**Goal 1:** Edit the records from the line containing "Mark one point on each instance of the curb" through the end of the records, replacing "blue rope" with "teal rope" and leaving everything else unchanged. Return only those lines.

===== Passage provided

Section 2 presents the methodology of the comparison round, including a description of the measurements and the setup of the comparison. Sections 3 and 4 give the results of the comparison for the two cases under investigation together with a discussion, which is followed by conclusions.
Firstly, a description is given of the DanAero experiment. Then the setup for the comparison rounds is given, including a summary of the simulation codes.
2.1 DanAero field measurement campaign
Detailed aerodynamic measurements on MW-scale wind turbines are scarce and open publications about them even more so. An exception lies in the DanAero experiment (Bak et al., 2010; Madsen et al., 2010b), which was carried out in atmospheric field conditions on an NM80 2.3 MW turbine in a Danish project by the Danish Technical University (DTU) and four industrial partners (LM Glasfiber, Siemens WindPower, Vestas and Dong Energy) in two periods from 2007 until 2010 and from 2010 until 2013. At the initiation of IEA Task 29 Phase IV in 2018, the DanAero partners agreed that the measurements, as well as the model data for aerodynamic and aeroelastic modeling of the NM80 turbine, could be shared with the partners participating in this task. The pitch-controlled turbine features three LM38.2 blades, resulting in an 80 m rotor diameter at a 57 m hub height. The level of detail from the instrumentation lies far above the level of conventional wind turbine measurements. In addition to conventional power and loads measurement using strain gauges, not only surface pressures at four sections along a blade (at 13, 19, 30 and 37 m from the rotor center) were measured but also inflow velocities using pitot tubes, and a row of surface flush-mounted microphones was installed at the outer part of the blade. Integrating the measured surface pressures around the sectional airfoil contour resulted in the chord-normal and tangential pressure forces at these four stations. Meteorological measurements were performed using a mast located 313 m (3.9 D – diameters) in a southwesterly direction (237∘) upwind from the turbine. The meteorological mast included cup and sonic anemometers at seven heights up to 93 m. An overview is given in Fig. 1. More details about instrumentation can be found in the dedicated report (Bak et al., 2013).

==========
===== Given information

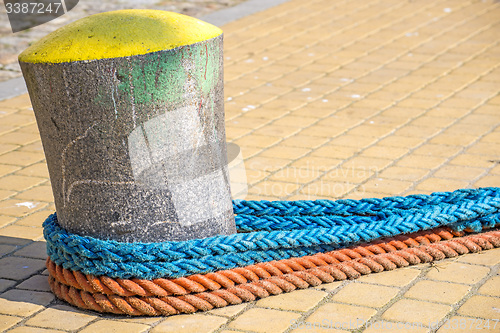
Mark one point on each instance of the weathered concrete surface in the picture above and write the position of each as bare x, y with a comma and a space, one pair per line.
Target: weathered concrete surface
135, 145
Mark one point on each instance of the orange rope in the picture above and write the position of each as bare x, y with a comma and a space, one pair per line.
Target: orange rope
137, 297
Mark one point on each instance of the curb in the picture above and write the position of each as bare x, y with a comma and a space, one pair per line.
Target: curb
15, 87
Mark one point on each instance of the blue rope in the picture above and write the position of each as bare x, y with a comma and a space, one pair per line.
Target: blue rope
273, 230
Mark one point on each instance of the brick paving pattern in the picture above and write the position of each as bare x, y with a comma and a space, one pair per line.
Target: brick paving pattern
327, 99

==========

**Goal 2:**
Answer these questions from the passage on the DanAero measurement campaign:
(a) What rotor diameter and hub height does the NM80 turbine have?
(b) How far from the turbine was the meteorological mast located?
(c) At how many heights did the mast carry cup and sonic anemometers?

**Full answer 1:**
Mark one point on each instance of the curb in the picture above and write the position of each as bare x, y with a comma and a space, one pair per line.
Target: curb
15, 87
Mark one point on each instance of the teal rope in the picture above and write the position of each as bare x, y with a comma and a space, one pair per line.
Target: teal rope
273, 230
Mark one point on each instance of the brick paving pattern in the picture above and write the position of each as bare x, y with a comma and a space, one pair per line.
Target: brick paving pattern
327, 99

**Full answer 2:**
(a) An 80 m rotor diameter at a 57 m hub height.
(b) 313 m (3.9 D).
(c) Seven heights, up to 93 m.